#### TEXT EXCERPT:
From this point is it necessary to guess or is it possible to find a logic solution?
The short answer is
Yes there is a logical solution
However, it is a very complicated one
To solve this we need to use the 'BUG' principal.
A 'BUG' in Sudoku stands for 'Bi-value Universal Grave', which sounds scary. However all it means is that, for any given Sudoku, if there are two candidates in every remaining cell then there is not a unique solution. There is either no solutions, or 2 solutions.
As we can see in the above Sudoku, all cells contain two candidates, except one. This cell has 3 candidates and is in D1. This is an example of a 'BUG+1' where the grid is a BUG with one cell having three candidates. BUG+1s can be solved.
BUGs work on the assumption that there is a unique solution. For the problem, I checked by putting the sudoku seed into a solver which calculated the number of solutions as 1, so I knew this could be solved using BUGs
We need to look at the effect of removing one of the three candidates. One, and only one, of the candidates when removed will result in the rest of the grid having two candidates.
If we remove 5 from the candidates, we get:
- 2 of each candidate in row D
- 2 of each candidate in column 1
- 2 of each candidate in box 4
So we don't have to look at the other candidates. To remove the BUG, D1 MUST be a 5.
And from there, there is a nice logical solution to the final answer, starting with removing 5 from the candidates in box 4, leaving two remaining possibilities. I can include it if needed.
Very tricky and advanced Sudoku this one!
The currently highest voted solution is good, however BUGs require you to assume that the puzzle has only one solution, which is usually reasonable to assume, but this has drawn criticism from some. So, if that's you for some reason, I'll offer another non-BUG solution (with the help of my favorite Sudoku Solver).
So, what you're missing is this:
There is an XY-chain on row 7.
The basic logic of it goes like this:
Column 1, Row 6 has only 2 possibilities.
First, it can be a 9. Looking at Box 5 (that is, the center box), its lower-left square can't be a 9.
Second, it could be a 5. If it is, the square immediately below it is an 8, which places a 2 in the same row, which places a 5 also in that row. This, in turn, removes the 5 as a possibility from the square immediately below it as well. Having only 2 possibilities itself, it must be a 9.

#### WHAT THIS EXERCISE ASKS:
a: Summarize the Sudoku discussion above in two sentences.
b: Pick up the Sudoku discussion above from where it stops and continue it.

#### MATERIAL SUPPLIED:

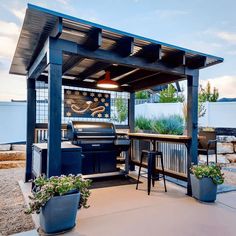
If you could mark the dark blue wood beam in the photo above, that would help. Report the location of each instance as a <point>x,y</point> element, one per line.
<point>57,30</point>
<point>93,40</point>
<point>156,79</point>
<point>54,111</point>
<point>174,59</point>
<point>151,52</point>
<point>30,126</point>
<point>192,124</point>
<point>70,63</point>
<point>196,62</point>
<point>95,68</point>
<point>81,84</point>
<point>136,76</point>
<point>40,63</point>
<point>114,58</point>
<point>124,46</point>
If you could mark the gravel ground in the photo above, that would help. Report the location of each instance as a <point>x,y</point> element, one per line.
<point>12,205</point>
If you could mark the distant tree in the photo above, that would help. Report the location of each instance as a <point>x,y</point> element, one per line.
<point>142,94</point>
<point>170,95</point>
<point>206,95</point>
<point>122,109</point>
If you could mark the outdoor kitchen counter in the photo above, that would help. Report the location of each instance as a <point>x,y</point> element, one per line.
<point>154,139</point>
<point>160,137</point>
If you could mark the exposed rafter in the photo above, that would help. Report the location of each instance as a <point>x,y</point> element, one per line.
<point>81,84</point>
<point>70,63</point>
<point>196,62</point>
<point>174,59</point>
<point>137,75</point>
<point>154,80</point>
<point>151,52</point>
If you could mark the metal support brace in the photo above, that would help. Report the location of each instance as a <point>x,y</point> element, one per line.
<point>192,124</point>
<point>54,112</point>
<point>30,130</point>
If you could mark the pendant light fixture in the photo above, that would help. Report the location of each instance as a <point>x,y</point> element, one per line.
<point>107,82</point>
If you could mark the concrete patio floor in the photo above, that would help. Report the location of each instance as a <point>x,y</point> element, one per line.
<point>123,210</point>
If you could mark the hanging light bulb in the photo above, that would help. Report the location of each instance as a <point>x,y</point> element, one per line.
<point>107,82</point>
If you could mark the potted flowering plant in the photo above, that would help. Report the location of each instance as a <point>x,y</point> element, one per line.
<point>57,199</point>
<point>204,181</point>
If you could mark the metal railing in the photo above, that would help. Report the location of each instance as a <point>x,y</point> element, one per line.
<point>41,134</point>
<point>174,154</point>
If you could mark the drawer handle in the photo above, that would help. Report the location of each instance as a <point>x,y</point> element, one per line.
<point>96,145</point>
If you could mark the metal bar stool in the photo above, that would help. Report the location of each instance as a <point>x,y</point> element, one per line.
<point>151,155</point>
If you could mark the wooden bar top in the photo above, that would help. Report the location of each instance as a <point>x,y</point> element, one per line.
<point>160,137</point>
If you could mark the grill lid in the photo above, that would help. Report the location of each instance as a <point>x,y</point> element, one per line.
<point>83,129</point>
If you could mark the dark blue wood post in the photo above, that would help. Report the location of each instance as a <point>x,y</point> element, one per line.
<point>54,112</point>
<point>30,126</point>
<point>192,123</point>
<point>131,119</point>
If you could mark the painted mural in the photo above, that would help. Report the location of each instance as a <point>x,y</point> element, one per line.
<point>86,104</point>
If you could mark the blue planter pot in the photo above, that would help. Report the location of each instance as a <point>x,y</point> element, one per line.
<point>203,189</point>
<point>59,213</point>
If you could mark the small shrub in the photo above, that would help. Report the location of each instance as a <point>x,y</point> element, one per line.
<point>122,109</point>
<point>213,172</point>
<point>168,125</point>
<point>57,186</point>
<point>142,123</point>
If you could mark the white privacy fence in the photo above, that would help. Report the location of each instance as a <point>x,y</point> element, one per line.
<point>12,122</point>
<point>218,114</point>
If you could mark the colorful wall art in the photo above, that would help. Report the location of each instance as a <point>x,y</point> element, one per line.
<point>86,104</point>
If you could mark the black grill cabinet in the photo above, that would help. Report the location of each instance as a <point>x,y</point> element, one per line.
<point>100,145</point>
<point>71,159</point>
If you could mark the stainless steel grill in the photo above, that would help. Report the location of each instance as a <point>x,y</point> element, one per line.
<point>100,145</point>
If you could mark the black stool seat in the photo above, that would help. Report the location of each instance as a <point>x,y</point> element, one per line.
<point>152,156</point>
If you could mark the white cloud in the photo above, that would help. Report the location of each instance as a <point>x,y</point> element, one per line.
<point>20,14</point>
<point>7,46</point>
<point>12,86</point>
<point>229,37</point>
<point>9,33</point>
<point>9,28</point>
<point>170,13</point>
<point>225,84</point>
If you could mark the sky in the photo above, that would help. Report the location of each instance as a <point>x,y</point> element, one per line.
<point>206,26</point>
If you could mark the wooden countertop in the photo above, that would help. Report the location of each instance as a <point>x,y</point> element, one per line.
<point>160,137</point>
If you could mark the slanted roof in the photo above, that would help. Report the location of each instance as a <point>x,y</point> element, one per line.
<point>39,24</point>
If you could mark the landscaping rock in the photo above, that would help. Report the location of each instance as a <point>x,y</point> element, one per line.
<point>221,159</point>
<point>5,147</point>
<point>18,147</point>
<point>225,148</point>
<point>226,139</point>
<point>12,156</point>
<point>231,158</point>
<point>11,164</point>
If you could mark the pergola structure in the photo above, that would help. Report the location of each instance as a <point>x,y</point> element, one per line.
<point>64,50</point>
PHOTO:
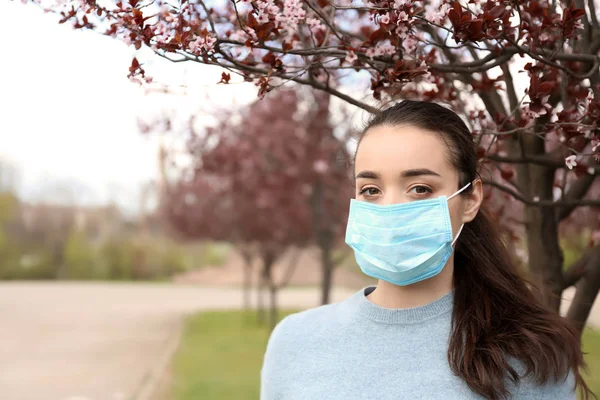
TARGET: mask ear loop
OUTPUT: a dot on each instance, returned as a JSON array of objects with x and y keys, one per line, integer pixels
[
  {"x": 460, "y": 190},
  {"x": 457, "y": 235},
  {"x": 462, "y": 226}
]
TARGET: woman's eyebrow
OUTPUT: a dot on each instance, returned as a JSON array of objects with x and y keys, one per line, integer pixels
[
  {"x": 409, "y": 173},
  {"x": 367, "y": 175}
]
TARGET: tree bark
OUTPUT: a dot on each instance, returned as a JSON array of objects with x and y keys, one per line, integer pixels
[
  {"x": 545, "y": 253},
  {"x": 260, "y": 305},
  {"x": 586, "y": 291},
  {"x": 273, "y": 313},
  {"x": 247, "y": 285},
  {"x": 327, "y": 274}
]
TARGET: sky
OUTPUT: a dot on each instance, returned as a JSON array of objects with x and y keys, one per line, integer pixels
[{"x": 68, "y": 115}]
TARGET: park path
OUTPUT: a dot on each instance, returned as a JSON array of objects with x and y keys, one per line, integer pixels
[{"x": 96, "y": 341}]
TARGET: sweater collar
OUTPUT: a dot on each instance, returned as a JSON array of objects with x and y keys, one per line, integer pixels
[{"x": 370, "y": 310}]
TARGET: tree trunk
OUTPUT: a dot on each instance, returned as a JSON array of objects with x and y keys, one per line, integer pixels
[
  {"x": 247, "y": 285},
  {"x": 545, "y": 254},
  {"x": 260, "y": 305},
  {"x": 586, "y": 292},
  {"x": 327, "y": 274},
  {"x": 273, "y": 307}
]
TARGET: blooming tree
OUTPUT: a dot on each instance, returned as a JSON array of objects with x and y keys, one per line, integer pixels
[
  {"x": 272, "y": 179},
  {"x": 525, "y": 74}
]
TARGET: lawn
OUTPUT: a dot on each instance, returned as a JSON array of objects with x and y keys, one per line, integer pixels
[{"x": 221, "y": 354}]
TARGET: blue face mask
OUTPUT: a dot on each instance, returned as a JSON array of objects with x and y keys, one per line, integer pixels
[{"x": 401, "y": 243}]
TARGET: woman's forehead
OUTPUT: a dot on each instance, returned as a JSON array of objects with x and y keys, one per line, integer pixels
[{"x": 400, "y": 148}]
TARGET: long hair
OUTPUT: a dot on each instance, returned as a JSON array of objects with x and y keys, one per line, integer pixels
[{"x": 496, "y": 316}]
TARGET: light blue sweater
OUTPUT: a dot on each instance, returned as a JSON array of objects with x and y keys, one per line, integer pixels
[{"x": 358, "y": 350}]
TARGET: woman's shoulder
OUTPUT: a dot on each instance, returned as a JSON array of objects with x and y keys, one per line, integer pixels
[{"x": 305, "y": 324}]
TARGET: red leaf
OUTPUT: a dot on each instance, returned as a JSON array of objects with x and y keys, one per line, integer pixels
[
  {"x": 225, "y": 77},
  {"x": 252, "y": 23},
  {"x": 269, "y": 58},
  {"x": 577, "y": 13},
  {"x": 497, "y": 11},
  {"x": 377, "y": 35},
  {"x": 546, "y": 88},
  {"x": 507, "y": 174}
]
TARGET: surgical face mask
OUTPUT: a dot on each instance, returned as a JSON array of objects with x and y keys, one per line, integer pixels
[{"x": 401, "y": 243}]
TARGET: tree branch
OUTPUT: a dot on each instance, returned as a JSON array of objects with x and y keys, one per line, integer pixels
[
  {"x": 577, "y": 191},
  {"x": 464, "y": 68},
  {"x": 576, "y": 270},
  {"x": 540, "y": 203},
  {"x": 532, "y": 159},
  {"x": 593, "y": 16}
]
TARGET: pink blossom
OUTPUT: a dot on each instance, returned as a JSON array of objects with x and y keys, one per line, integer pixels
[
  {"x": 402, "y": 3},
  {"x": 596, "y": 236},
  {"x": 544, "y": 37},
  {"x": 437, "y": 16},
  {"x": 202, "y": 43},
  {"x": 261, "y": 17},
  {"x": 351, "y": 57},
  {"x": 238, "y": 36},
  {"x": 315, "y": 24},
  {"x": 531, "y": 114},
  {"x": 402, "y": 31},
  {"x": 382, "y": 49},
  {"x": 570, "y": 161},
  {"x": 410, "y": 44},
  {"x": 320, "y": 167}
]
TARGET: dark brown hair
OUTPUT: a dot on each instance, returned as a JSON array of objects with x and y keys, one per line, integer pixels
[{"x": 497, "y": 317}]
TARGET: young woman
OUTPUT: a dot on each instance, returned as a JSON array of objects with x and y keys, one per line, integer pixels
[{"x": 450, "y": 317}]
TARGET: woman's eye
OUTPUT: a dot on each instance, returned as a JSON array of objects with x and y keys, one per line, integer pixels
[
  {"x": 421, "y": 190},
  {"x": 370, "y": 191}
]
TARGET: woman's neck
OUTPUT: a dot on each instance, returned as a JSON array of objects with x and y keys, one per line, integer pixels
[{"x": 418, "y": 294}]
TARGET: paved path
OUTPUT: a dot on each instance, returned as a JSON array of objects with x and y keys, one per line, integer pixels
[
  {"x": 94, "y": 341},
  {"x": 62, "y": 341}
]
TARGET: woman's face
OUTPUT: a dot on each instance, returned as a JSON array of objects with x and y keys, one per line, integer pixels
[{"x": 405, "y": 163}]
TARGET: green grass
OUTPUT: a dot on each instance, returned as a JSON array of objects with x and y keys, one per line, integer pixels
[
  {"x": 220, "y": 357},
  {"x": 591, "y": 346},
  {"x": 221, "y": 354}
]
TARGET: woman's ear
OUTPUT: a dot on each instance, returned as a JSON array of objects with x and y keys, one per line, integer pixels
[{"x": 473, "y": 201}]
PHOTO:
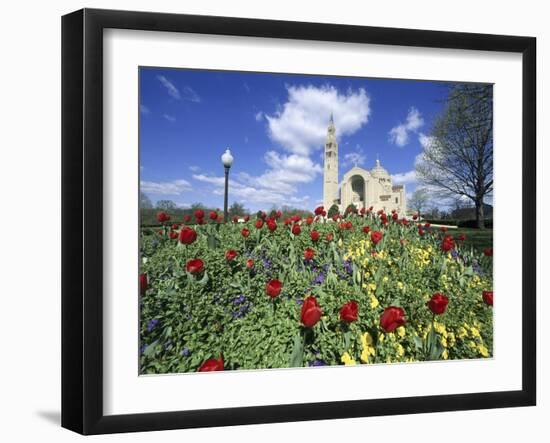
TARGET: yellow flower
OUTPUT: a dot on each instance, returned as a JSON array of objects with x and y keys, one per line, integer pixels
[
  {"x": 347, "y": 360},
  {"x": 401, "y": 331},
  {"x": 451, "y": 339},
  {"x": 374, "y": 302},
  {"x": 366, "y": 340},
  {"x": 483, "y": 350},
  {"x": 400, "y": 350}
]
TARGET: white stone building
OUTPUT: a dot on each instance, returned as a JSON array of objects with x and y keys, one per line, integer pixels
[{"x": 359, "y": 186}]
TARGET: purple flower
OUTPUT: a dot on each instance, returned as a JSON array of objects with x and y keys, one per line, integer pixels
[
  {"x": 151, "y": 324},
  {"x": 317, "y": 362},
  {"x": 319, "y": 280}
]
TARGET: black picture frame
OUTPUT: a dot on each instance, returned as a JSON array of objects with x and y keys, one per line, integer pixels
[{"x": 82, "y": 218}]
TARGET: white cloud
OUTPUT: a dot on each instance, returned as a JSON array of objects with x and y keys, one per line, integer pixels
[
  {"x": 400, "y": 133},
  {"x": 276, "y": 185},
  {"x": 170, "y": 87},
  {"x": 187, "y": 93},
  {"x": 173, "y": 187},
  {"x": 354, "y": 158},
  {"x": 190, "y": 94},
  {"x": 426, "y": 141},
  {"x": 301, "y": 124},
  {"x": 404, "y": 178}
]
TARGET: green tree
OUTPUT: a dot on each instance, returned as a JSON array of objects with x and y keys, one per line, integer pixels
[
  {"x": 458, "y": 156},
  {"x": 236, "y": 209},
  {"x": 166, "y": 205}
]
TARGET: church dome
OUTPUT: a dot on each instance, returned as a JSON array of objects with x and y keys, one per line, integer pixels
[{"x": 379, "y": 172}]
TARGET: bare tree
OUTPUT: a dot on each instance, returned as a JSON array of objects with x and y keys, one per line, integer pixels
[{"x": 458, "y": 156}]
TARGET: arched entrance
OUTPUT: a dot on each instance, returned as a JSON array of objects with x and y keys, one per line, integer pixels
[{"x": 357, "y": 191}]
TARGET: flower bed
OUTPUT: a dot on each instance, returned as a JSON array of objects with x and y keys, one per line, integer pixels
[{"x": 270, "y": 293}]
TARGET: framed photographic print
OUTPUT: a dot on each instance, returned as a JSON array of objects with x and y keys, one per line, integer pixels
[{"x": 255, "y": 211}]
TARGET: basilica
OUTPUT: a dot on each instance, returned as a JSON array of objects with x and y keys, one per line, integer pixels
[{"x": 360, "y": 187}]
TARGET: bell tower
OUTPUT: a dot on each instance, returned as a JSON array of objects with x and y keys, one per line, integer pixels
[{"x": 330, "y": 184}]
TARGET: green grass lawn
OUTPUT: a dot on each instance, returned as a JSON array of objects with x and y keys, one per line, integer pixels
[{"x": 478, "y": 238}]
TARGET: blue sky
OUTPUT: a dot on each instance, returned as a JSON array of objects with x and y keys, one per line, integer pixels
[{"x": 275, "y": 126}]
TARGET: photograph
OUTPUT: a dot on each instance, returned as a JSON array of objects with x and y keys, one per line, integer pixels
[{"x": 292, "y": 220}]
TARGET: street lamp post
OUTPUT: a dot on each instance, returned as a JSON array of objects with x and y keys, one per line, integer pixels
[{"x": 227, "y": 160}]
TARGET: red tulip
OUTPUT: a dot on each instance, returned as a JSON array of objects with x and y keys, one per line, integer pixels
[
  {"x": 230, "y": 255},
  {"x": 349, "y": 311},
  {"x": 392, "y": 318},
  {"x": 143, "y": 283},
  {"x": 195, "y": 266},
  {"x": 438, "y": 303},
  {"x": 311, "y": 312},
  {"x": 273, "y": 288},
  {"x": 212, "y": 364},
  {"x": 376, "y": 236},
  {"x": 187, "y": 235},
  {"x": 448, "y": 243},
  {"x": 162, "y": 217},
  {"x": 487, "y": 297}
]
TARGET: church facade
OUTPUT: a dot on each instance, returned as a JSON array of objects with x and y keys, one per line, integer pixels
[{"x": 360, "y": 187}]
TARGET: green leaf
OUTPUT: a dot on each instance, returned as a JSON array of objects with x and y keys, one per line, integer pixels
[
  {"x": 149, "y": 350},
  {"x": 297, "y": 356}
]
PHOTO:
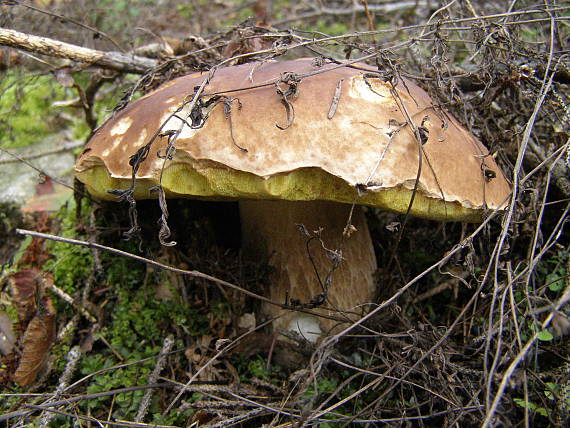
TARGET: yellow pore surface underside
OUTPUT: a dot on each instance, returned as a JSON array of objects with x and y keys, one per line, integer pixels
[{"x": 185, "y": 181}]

#### ANSWERS FOR THIS EXERCISE:
a: The puzzle has a logical but complicated solution using the 'BUG' (Bi-value Universal Grave) principle: every cell except D1 holds two candidates, and removing 5 from D1 would leave two of each candidate in row D, column 1 and box 4, so D1 must be a 5. Because BUGs require assuming the puzzle has only one solution, a second, non-BUG solution is also offered, based on an XY-chain on row 7 that starts from the square at column 1, row 6, which has only 2 possibilities.

b:
Now, notice what happens to the middle box when we do this. It removes 9 as a possibility from the same exact square as before.
Thus, if both of our original square's only two options eliminate 9 as a possibility from the same square, than we can safely eliminate 9 from that square, since it will be eliminated regardless.
This, in turn, places a 3 in the center box, and it all just caves in from there.
If you don't like that, you can apparently use a 3D Medusa on it as well (at least, according to the tool I'm using) and solve the whole thing almost instantly (since most of the remaining squares only have 2 options). Though this is quite complex.
If you want use an even more complex strategies, there is also an Alternating Inference Chain, a couple different types of Forcing Chains (which seem to be based on Alternating Inference Chains), Almost Locked Sets, and even a Death Blossom (which seems to be based off of locked sets.
All of these strategies mentioned (including the BUG strategy) are labeled "Diabolical Strategies" or "Extreme Strategies" by my tool, meaning this is quite a hard puzzle. Don't feel too bad if you had trouble with it. Some people (like myself) have trouble finding the "Tough Strategies" (like a swordfish), which are probably considerably easier than all of the above strategies.
If the cell in row 6 column 4 is a 9, then this forces both the cells in row 6 column 1 and row 8 column 4 to be a 5. However this makes it impossible to place a 5 in the bottom left square. The cell in row 6 column 4 is therefore a 3, and the rest of the puzzle is readily solved.